Goal 1: Decide whether each statement agrees with the judgment excerpt below: (a) Heydon JA's statement in Daw v Toyworld relied on Rusu; (b) in Calleja, Leeming JA finally determined that Rusu was incorrectly decided; (c) Bryson J was referred to s 183 of the Evidence Act. Answer each with yes or no and quote the deciding words of the judgment excerpt.

Selected passage:
Gregg v R [2020] NSWCCA 245

  1. As I have stated, the trial judge also concluded, relying on the decision in Rusu (National Australia Bank Ltd v Rusu (1999) 47 NSWLR 309; [1999] NSWSC 539), that s 48(1) of the Evidence Act merely prescribes the means of adducing evidence of the contents of a document and leaves untouched questions of authenticity. It is not clear to the extent that proposition influenced the primary judge, having regard to his subsequent conclusion that the document purported to be a presentation to inform the Board of LHL and that the proposed document was a working document of a person at the consultancy firm Booz.
  2. Rusu, to the extent it states the authenticity of a document could not be proved by consideration of the form or content of the document, has received some judicial support. In Daw v Toyworld (NSW) Pty Ltd [2001] NSWCA 25, Heydon JA, with whom Priestley JA and Sheller JA agreed, stated at [46] without elaboration that “The Evidence Act 1995 does not permit documents to authenticate themselves save in limited circumstances”, citing Rusu: see also Australian Securities and InvestmentsCommission v Rich [2005] NSWSC 417; 216 ALR 320 at [101]-[104]. However, the decision has been subjected to considerable criticism: see V Bell, “Documentary Evidence under the Evidence Act 1995 (NSW)” (2001) 5(1) The Judicial Review 1.
  3. In Capital Securities XV Pty Ltd v Calleja [2018] NSWCA 26 (“Calleja”) Leeming JA, with whom Basten JA and Gleeson JA agreed, reviewed the authorities critical of Rusu and, without finally determining that Rusu was incorrectly decided, stated that it was regrettable that the authorities critical of Rusu were not brought to the attention of the primary judge: [2018] NSWCA 26 at [99]-[102].
  4. Since the decision in Calleja, the Full Court of the Federal Court in Federal Commissioner of Taxation v Cassaniti at [65] agreed with Perram J in Australian Competition and Consumer Commission v Air New Zealand (No 1) that Rusu was plainly wrong. Quite apart from the fact that the Court should follow a decision of another intermediate appellate court on what is effectively uniform legislation unless it is of the opinion that it is plainly wrong (Australian Securities Commission v Marlborough Gold Mines Ltd (1993) 177 CLR 485 at 492; [1993] HCA 15), I respectfully agree that Rusu was incorrectly decided. There is no reason in principle that to the extent necessary, the authenticity of a document cannot be determined from the terms of the document itself. Bryson J, who did not have the benefit of argument on the question, was not referred to s 183 of the Evidence Act.

Goal 2: Give the records below as a JSON list of strings, one string per line, with blank lines left out. Leave the pictures out of the answer.

Supplied records:
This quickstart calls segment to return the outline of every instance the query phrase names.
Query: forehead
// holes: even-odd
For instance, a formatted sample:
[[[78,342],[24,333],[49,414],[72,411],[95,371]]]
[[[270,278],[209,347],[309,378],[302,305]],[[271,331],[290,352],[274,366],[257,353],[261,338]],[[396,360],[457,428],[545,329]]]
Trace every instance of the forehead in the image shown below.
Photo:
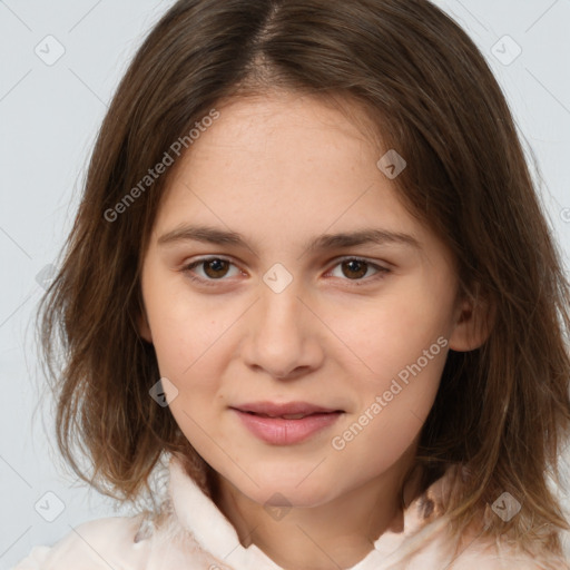
[[[306,244],[316,234],[382,227],[422,239],[377,167],[382,149],[357,107],[274,94],[216,106],[219,118],[176,165],[156,220]]]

Correct answer 1:
(a) Yes: "citing Rusu"
(b) No: "without finally determining that Rusu was incorrectly decided"
(c) No: "was not referred to s 183 of the Evidence Act"

Correct answer 2:
[
  "This quickstart calls segment to return the outline of every instance the query phrase names.",
  "Query: forehead",
  "// holes: even-odd",
  "For instance, a formatted sample:",
  "[[[78,342],[24,333],[49,414],[72,411],[95,371]]]",
  "[[[270,278],[209,347],[309,378],[302,305]],[[271,331],[290,352],[274,366],[257,353],[261,338]],[[396,360],[457,428],[545,329]]]",
  "Trace every instance of the forehead in the image shown below.",
  "Photo:",
  "[[[306,244],[316,234],[382,227],[422,239],[377,167],[382,149],[357,107],[274,94],[216,106],[219,118],[176,165],[156,220]]]"
]